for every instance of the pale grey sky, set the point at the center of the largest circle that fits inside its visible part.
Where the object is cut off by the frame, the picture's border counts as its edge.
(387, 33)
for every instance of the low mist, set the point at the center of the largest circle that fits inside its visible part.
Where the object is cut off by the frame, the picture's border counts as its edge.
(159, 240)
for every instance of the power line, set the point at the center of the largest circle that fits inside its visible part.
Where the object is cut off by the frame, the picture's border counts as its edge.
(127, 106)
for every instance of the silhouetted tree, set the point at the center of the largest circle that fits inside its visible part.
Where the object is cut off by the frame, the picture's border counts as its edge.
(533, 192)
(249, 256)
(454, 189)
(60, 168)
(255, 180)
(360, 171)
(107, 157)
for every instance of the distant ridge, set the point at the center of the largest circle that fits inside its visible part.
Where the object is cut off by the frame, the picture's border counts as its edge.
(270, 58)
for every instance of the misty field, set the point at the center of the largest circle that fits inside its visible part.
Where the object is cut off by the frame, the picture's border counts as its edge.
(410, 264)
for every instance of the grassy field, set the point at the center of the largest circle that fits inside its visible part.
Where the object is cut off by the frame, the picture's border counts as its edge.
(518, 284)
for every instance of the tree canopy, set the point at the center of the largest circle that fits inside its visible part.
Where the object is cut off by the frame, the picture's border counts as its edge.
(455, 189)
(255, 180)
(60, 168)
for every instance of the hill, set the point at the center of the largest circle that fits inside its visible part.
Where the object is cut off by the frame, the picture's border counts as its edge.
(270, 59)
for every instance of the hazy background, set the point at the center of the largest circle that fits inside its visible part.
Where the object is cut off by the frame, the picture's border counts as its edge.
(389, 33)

* * *

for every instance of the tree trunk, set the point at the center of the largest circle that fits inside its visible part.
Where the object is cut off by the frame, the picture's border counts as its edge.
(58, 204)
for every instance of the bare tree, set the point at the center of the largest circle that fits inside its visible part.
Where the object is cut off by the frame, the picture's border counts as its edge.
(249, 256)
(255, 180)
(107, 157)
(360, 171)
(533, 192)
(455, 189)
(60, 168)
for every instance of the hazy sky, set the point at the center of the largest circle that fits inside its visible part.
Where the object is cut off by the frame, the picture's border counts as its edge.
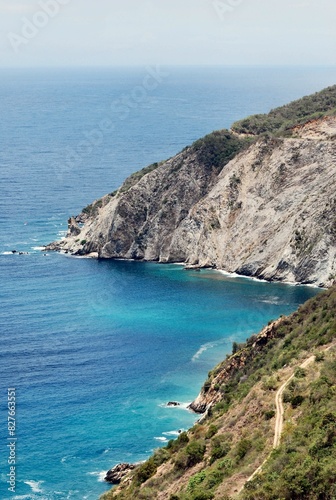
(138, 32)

* * *

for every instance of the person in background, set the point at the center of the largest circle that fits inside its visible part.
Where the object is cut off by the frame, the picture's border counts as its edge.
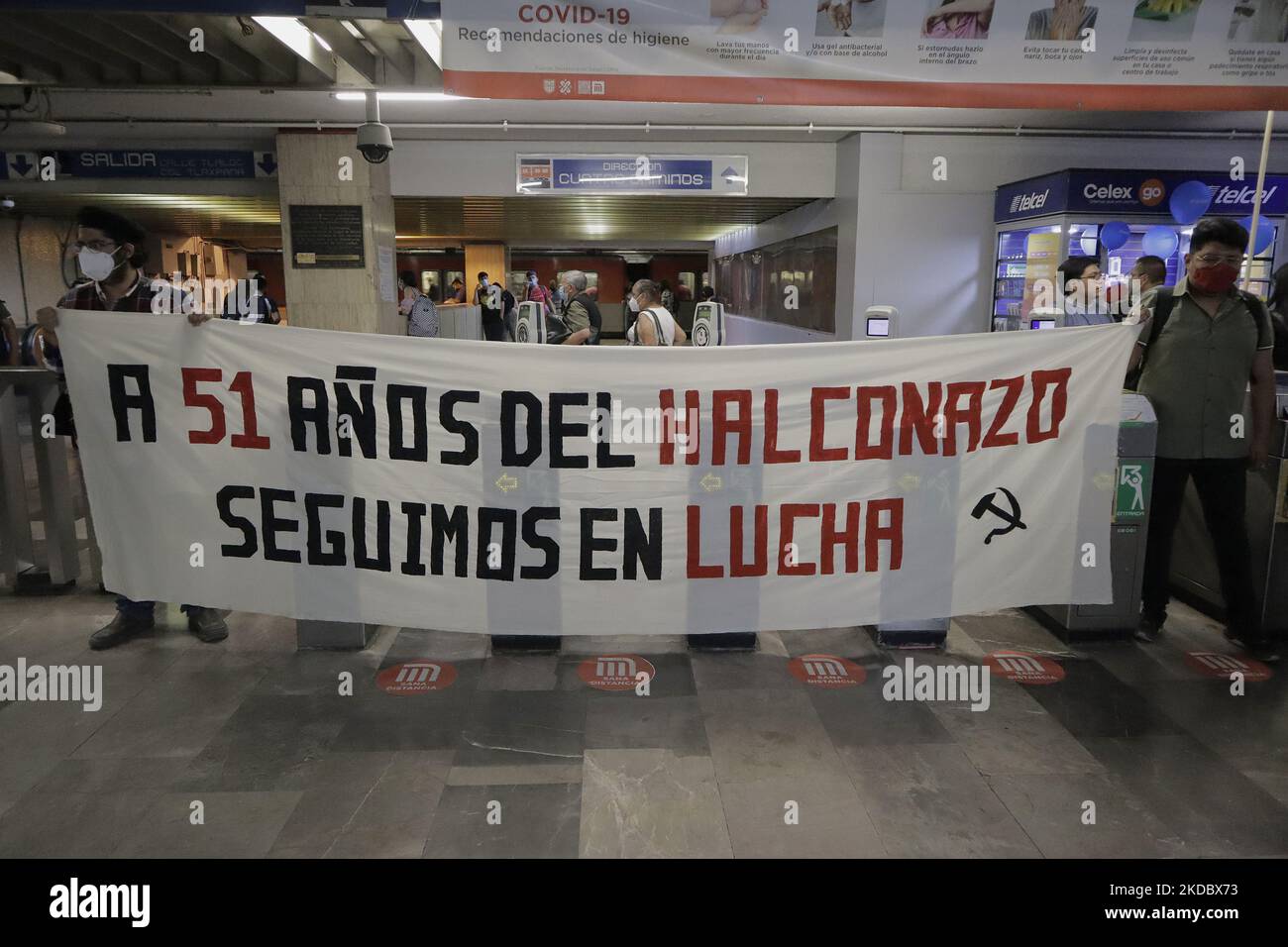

DIRECTIONS – State how many lines of the records above contain the string "tree", matching case exactly. Give only the number.

THE COMPLETED TASK – 4